* _DESCRIPTION OF THE TASK_
Among the entries below, one line contains "Record the location of each instance of the water channel" and another contains "Record the location of each instance of the dense". Transcribe those two lines and every line between them, exactly.

Region pointing data
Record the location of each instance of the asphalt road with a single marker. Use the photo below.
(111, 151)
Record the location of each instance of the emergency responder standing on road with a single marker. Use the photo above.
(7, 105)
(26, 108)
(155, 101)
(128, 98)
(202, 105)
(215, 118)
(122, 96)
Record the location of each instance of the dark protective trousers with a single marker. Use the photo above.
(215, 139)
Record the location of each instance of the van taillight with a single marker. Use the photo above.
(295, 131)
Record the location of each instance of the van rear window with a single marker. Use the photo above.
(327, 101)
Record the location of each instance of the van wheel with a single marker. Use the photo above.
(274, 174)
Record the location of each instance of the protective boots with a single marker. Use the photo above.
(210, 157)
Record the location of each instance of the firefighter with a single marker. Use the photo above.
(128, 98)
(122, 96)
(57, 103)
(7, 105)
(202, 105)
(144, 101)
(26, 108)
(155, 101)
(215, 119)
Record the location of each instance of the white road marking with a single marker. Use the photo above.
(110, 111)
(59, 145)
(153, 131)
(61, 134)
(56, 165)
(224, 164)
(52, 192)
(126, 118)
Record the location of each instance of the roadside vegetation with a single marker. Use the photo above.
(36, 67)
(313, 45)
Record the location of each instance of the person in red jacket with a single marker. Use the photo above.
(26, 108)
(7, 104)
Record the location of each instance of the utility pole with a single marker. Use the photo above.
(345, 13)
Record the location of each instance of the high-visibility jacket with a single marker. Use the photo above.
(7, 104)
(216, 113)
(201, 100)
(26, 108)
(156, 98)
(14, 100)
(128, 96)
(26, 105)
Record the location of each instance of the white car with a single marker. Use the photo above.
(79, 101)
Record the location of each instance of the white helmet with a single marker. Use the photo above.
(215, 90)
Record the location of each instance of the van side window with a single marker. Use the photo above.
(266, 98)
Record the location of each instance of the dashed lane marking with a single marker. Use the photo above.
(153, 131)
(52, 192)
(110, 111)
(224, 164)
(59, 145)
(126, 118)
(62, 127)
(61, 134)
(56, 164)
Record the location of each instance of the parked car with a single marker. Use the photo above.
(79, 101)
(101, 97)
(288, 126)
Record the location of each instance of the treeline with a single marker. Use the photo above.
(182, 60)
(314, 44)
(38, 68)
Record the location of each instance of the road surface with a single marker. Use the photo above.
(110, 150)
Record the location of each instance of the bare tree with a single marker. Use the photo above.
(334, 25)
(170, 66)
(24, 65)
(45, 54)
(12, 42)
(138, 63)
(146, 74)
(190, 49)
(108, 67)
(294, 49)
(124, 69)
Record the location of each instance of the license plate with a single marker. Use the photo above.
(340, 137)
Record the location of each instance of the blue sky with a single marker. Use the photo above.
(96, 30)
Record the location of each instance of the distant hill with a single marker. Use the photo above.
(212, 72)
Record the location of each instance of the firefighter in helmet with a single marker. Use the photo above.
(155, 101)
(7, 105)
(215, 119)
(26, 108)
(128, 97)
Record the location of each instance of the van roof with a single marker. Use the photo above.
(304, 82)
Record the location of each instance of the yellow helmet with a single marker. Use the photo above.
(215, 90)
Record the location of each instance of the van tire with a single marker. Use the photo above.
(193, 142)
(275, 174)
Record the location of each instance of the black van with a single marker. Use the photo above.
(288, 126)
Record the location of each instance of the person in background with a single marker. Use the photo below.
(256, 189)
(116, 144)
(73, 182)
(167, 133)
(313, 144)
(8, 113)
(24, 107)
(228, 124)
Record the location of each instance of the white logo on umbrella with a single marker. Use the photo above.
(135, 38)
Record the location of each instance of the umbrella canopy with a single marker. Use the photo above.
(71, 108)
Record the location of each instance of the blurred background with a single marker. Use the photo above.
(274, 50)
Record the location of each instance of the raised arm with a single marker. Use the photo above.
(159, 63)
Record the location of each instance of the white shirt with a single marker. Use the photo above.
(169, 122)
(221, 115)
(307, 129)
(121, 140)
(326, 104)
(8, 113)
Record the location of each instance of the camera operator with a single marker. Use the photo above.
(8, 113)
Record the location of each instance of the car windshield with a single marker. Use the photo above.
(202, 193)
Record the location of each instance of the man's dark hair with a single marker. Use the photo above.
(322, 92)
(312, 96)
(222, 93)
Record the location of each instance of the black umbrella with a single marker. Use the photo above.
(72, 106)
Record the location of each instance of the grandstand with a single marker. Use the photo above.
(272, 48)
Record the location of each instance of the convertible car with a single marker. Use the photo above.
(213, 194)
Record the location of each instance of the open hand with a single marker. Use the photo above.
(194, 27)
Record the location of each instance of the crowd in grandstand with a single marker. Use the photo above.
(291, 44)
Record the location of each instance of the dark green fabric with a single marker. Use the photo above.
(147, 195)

* * *

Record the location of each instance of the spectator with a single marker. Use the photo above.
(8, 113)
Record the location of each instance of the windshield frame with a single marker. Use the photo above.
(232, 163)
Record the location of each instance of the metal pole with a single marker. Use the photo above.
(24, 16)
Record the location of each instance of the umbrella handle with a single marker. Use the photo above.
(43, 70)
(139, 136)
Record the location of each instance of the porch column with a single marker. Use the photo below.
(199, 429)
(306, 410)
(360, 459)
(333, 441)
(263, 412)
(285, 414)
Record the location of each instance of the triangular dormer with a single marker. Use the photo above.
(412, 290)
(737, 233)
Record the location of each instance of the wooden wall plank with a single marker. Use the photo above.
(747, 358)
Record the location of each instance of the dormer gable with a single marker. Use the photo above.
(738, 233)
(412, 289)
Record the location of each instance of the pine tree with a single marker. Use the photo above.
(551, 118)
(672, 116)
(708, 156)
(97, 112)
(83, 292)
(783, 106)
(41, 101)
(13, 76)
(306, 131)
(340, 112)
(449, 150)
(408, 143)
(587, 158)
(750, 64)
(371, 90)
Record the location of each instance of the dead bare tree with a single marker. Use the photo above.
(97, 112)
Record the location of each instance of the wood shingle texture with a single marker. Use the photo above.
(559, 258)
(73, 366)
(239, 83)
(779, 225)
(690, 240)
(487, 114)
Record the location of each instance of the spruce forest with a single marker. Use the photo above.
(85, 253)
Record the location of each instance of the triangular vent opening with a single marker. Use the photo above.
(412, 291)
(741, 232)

* * *

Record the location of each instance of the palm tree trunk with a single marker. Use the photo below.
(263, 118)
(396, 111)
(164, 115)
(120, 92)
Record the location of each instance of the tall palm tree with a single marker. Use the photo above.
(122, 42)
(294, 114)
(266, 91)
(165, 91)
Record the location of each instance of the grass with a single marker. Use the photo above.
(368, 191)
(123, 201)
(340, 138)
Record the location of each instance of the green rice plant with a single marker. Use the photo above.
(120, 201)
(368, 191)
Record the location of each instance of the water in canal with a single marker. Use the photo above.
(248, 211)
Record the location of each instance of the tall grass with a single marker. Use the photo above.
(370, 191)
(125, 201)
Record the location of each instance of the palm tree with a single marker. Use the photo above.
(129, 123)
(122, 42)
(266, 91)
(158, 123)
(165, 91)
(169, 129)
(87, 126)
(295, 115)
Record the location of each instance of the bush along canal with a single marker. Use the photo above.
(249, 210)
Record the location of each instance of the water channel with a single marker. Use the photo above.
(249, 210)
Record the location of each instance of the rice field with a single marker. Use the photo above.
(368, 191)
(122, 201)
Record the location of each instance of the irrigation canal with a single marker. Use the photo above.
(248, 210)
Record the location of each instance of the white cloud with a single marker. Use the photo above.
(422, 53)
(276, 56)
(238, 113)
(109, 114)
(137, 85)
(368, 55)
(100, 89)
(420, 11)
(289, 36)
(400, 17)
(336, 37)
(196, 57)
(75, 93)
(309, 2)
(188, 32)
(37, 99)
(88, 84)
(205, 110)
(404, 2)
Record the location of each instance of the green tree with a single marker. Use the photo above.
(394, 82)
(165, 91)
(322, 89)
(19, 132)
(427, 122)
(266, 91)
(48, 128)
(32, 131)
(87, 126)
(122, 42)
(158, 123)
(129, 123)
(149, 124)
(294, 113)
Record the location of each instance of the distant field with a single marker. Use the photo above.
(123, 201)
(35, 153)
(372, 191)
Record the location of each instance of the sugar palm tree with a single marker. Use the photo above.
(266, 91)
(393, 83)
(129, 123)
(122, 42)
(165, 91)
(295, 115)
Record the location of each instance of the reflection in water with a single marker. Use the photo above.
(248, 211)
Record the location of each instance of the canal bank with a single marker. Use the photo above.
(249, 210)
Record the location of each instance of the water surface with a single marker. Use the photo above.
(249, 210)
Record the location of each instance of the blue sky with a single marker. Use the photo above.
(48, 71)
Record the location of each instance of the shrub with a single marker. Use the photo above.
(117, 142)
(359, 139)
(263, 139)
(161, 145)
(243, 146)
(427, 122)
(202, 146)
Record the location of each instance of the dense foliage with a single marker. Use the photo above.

* _RESPONSE AREA_
Record the location of each instance of the water channel with a single marker. Use the photo above.
(249, 210)
Record the location of each instance of the rice field with a single marker. Use the photo above.
(368, 191)
(122, 201)
Record the location of each instance of the irrigation canal with a single marker. Use the photo above.
(248, 210)
Record the location of each instance of the white cloud with a single marker. Use the photo above.
(422, 53)
(276, 56)
(238, 113)
(109, 114)
(137, 85)
(368, 55)
(100, 89)
(420, 11)
(289, 36)
(400, 17)
(336, 37)
(196, 57)
(75, 93)
(309, 2)
(188, 32)
(37, 99)
(88, 84)
(205, 110)
(404, 2)
Record the location of each instance of the green tree with a single marker. Use the photo above.
(394, 82)
(165, 91)
(322, 89)
(19, 132)
(427, 122)
(266, 91)
(48, 128)
(32, 131)
(87, 126)
(122, 42)
(158, 123)
(129, 123)
(149, 124)
(294, 113)
Record the location of each instance of the distant field with a single marker. Use the photo above.
(123, 201)
(35, 153)
(372, 191)
Record the location of each instance of the sugar palm tree with a single marker. Use the photo above.
(266, 91)
(393, 83)
(129, 123)
(122, 42)
(165, 91)
(295, 115)
Record the location of each instance of the reflection in water with a single marker. Use the photo above.
(248, 211)
Record the location of each instance of the canal bank with a single marker. Use the photo above.
(249, 210)
Record the location of each instance of the water surface with a single marker. Use the photo above.
(249, 210)
Record the location of each instance of the blue sky with a single marker. Use the photo above.
(48, 71)
Record the location of each instance of the shrub with a single marker. Use the photo above.
(117, 142)
(359, 139)
(263, 139)
(161, 145)
(243, 146)
(427, 122)
(202, 146)
Record the location of each instance of the dense foliage with a single marker. Use the photo above.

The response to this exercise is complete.